:: RECORDS SUPPLIED
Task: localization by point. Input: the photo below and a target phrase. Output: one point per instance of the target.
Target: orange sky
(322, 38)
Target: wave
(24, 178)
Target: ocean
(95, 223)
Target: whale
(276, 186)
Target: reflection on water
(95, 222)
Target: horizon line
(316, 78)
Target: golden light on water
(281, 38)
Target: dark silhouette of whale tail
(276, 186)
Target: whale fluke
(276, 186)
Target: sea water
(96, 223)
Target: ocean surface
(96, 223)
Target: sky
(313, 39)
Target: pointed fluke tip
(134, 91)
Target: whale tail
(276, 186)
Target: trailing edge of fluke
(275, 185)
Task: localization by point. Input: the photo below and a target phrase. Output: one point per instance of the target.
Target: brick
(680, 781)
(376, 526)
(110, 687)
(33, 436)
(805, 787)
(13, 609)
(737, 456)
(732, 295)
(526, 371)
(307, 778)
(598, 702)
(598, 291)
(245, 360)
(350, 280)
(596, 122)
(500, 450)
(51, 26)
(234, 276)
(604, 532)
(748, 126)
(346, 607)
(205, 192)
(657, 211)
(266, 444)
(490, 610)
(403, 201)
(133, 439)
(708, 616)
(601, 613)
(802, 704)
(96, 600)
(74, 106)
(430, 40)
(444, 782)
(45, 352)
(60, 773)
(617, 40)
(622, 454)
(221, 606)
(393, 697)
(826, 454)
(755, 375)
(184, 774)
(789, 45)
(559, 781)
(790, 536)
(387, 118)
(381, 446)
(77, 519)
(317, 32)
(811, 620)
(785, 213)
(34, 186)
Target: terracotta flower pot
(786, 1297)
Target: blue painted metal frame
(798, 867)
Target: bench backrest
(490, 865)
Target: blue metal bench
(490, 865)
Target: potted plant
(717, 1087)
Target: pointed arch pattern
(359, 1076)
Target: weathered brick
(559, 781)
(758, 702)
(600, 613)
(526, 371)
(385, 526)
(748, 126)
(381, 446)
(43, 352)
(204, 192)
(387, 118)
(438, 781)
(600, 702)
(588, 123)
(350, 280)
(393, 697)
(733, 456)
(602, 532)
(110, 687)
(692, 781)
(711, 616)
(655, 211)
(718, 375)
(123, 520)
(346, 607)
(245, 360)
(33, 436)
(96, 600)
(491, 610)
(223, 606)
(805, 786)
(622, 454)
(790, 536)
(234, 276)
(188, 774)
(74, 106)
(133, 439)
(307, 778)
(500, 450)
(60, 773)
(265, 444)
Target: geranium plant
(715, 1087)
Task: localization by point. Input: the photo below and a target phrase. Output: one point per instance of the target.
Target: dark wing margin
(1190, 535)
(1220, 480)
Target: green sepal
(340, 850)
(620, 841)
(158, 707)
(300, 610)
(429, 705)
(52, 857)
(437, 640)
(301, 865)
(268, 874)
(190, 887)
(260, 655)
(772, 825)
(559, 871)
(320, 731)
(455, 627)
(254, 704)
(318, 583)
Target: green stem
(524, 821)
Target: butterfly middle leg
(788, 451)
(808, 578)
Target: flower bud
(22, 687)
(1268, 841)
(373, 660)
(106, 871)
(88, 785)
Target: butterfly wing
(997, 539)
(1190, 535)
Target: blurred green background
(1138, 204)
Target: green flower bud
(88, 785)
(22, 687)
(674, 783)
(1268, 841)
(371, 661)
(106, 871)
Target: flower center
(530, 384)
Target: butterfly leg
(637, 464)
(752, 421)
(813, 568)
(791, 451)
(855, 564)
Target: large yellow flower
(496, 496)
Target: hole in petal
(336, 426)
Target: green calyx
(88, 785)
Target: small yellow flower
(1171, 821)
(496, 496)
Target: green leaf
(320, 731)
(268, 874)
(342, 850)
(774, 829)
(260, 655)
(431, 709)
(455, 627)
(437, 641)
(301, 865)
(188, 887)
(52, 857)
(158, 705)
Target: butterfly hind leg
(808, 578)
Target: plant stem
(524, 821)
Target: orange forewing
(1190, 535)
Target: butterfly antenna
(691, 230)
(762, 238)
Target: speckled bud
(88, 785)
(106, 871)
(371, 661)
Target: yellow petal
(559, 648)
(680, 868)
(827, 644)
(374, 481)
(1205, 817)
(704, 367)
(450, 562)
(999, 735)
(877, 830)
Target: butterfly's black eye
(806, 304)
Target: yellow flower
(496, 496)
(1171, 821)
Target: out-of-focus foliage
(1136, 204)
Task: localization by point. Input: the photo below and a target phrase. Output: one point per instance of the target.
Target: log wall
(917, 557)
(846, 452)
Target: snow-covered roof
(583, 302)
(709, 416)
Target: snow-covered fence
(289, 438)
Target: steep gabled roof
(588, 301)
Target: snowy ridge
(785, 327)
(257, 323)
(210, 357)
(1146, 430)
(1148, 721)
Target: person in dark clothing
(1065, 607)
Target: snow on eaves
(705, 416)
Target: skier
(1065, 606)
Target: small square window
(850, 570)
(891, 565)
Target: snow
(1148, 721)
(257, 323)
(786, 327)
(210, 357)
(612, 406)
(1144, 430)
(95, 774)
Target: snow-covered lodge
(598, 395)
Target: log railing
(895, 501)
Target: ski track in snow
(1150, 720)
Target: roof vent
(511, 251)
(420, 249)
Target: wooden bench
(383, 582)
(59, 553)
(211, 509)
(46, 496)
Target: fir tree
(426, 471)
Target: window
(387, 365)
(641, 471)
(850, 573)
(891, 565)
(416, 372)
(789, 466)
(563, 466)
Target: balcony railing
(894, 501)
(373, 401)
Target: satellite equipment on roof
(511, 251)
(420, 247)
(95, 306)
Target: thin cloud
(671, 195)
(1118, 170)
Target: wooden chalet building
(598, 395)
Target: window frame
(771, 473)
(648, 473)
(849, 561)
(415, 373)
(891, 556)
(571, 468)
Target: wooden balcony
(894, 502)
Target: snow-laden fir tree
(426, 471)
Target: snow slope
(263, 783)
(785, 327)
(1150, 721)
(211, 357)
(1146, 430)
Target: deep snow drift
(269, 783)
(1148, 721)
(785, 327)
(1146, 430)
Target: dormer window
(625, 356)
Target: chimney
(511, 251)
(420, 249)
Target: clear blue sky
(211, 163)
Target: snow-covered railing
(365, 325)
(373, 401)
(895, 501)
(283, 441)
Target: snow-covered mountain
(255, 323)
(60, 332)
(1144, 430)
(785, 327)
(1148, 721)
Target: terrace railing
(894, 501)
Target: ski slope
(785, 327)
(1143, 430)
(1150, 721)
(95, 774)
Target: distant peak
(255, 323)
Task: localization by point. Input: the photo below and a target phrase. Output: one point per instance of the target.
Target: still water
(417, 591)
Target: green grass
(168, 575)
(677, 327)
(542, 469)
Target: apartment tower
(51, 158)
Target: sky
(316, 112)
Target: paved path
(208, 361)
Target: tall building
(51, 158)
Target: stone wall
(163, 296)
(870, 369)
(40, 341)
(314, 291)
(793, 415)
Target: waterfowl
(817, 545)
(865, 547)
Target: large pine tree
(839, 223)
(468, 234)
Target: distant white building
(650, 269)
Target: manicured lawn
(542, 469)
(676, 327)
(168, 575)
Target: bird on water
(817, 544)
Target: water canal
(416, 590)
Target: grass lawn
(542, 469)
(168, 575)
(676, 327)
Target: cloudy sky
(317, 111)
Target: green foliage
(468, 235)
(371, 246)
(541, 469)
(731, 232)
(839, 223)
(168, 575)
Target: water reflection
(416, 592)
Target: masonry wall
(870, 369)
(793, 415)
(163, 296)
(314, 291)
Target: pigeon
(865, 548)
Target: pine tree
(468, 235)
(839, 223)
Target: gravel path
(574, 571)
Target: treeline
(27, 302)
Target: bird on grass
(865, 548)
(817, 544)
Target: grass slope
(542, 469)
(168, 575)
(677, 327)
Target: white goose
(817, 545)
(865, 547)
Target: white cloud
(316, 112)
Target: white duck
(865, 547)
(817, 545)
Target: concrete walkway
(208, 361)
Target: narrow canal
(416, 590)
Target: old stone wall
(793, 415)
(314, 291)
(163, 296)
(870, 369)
::::
> **EXERCISE AIM**:
Print only the lines from the one with "Target: waterfowl" to the end of the records, both included.

> **REPLY TO THE EXERCISE**:
Target: waterfowl
(817, 545)
(865, 547)
Target: large pine tree
(839, 223)
(468, 234)
Target: distant white building
(650, 269)
Target: manicured lawn
(542, 469)
(676, 327)
(168, 575)
Target: bird on water
(817, 544)
Target: water canal
(416, 590)
Target: grass lawn
(542, 469)
(168, 575)
(676, 327)
Target: cloudy sky
(317, 111)
Target: green foliage
(468, 235)
(371, 246)
(541, 469)
(731, 232)
(839, 223)
(168, 575)
Target: water reflection
(416, 592)
Target: masonry wall
(870, 369)
(793, 415)
(163, 296)
(314, 291)
Target: pigeon
(865, 548)
Target: pine tree
(468, 235)
(839, 223)
Target: gravel path
(574, 571)
Target: treeline
(27, 302)
Target: bird on grass
(865, 548)
(817, 544)
Target: grass slope
(542, 469)
(168, 575)
(677, 327)
Target: white goose
(817, 545)
(865, 547)
Target: white cloud
(316, 112)
Target: white duck
(865, 547)
(817, 545)
Target: concrete walkway
(208, 361)
Target: narrow canal
(416, 590)
Target: old stone wall
(793, 415)
(314, 291)
(163, 296)
(870, 369)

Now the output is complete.